● Study text:

Meanwhile, I want to talk about a related problem that I know slightly more about: What happens when these newly empowered employees turn their new superpower toward the enterprise information systems? I’m talking about Shadow AI IT.
What is Shadow AI IT?
We’ve had shadow IT for a long time. Every time some line manager got frustrated with central IT, they would contract with their brother-in-law to build a system that solved a specific problem. These “systems” took downloads from the firm’s legacy systems and built Excel- or Access-based “systems” to solve an unmet need.
This is “shadow IT,” partly because the central group may not be aware of its existence. This creates a problem, because there is now an unknown and undocumented dependency between the corporate systems and these shadow systems.
The Risks of AI-Generated Software
Now we’ve taken the brother-in-law out of the equation. Any line manager with a Claude Code account (which is like half of them) can now gin up their own system out of whole cloth with no one’s permission.

● Data extract:
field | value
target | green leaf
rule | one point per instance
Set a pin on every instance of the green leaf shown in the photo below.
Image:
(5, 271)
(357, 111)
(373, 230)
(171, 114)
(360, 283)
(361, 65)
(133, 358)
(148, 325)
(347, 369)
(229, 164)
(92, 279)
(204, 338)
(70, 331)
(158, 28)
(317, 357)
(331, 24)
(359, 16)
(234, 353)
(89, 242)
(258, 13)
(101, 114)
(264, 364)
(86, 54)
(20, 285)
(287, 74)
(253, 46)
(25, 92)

● Exercise instructions:
1) Answer these from the shadow IT passage:
(a) Whom would a frustrated line manager traditionally hire to build a system?
(b) What software were those older shadow systems based on?
(c) What kind of dependency does shadow IT create between corporate systems and the shadow systems?
2) Carry the shadow IT passage forward from its last sentence.
The data are not needed for this exercise.

● Task results:
1)
(a) Their brother-in-law.
(b) Excel or Access.
(c) An unknown and undocumented dependency.

2)
What could go wrong? Well, lots. Let’s start with the more obvious and move to the subtle.
- There are security issues aplenty. Vibe code contains a host of vulnerabilities. More code means a larger surface area/attack vector. Plus, employees are inadvertently sharing trade secrets and PII and providing LLMs with open access to company repositories.
- Most AI-generated systems are technically obsolescent. Sounds odd that something you just built yesterday could be obsolete so soon, but consider this: Most of the AI-generated code produced last year was made obsolete by this year’s versions, especially Opus 4.6 and GPT-5.3. The quality and security of this year’s crop is so far superior, you would be crazy not to redo anything you had done last year. The same will be true next year.
- A more pernicious problem exists when the new code accesses corporate systems. This new generation doesn’t even ask for a download (which might leave a trace). The generated code just accesses the same user interface you would have used. This is the basis of the so-called SaaSpocalypse, where the automation of SaaS systems led to a dramatic drop in the number of seats (licenses) needed.
But whether your employees train their newly minted assistants on a SaaS product or your in-house systems, you’ve created the same problem. You now have an unknown number of “systems” dependent on your current software configuration. It is essentially hardening the status quo in place.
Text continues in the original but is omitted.